*Work to complete*. Write the entries out exactly. Any images they hold stay out of the copy.

*Provided data*.
+ + + + + + +
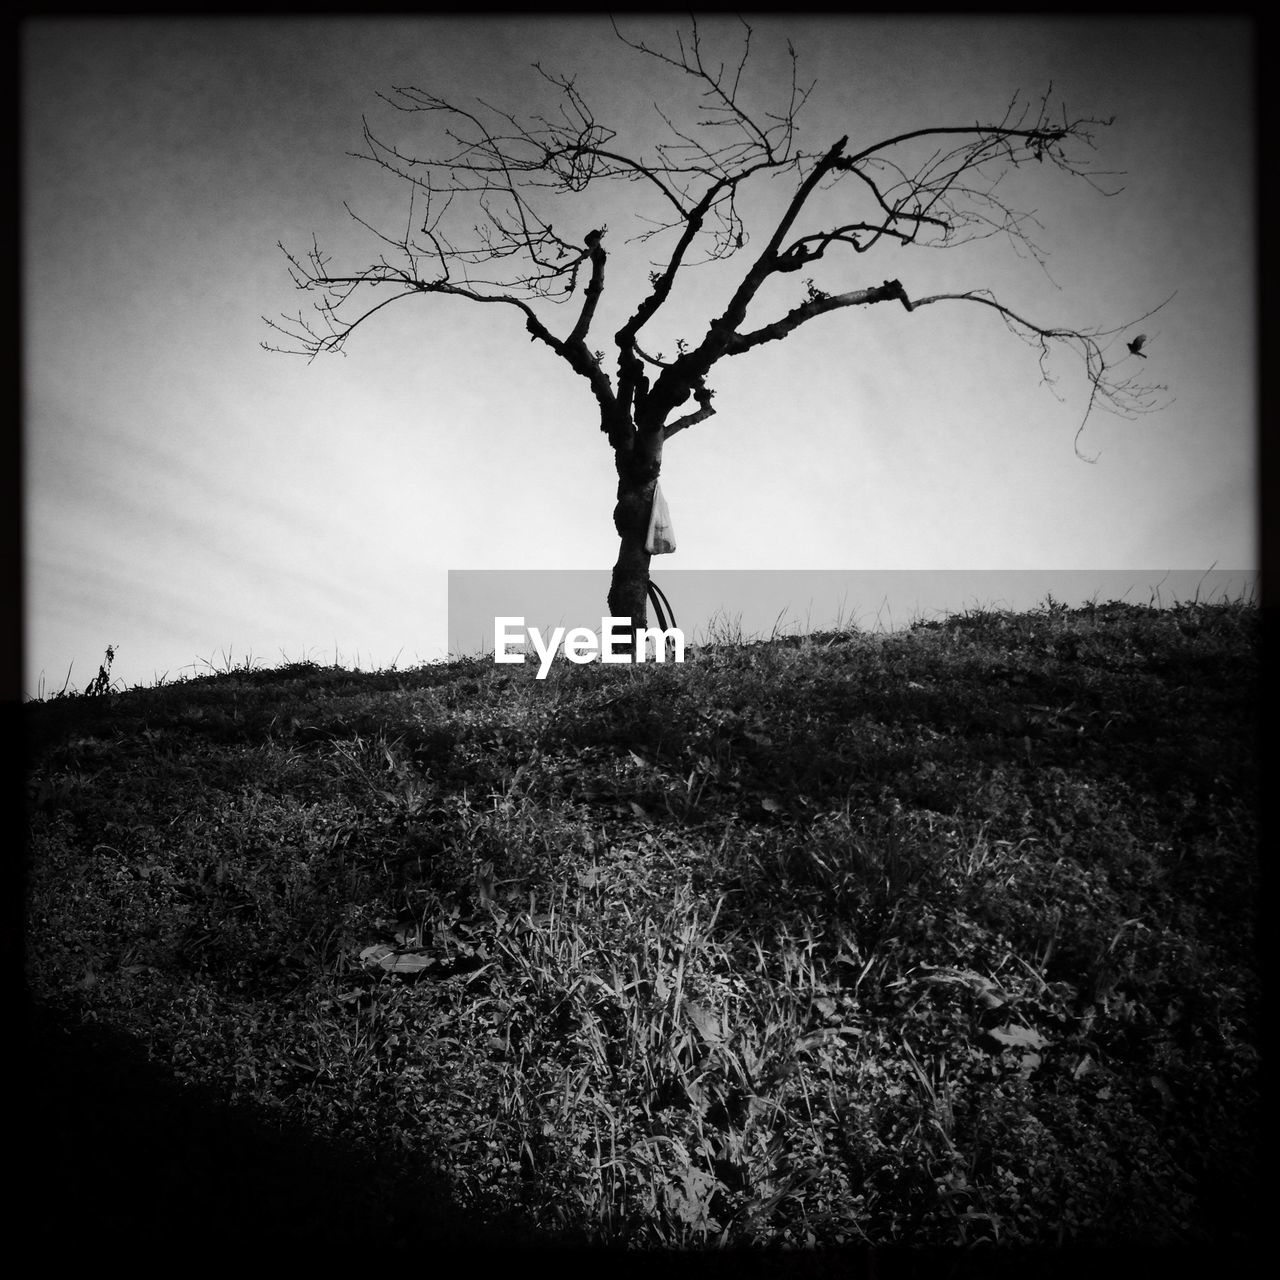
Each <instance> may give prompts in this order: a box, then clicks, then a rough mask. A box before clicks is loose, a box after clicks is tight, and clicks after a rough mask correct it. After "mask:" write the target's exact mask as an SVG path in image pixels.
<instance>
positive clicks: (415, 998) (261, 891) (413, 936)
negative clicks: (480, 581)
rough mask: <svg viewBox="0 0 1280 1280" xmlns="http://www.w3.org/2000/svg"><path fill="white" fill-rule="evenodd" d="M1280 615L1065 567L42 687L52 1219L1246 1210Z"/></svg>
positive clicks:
+ + + + + + +
*Reply*.
Each <instance> may give prompts in this order: a box, then clicks, then a rough mask. A box before clicks is loose, a box after clicks is tight, and clicks after a rough mask correct it. After "mask:" write the target's exact mask as an SVG path in image pixels.
<instance>
positive clicks: (415, 998) (261, 891) (413, 936)
negative clicks: (480, 581)
rough mask: <svg viewBox="0 0 1280 1280" xmlns="http://www.w3.org/2000/svg"><path fill="white" fill-rule="evenodd" d="M1280 615L1065 567L42 687L52 1219L1246 1210Z"/></svg>
positive clicks:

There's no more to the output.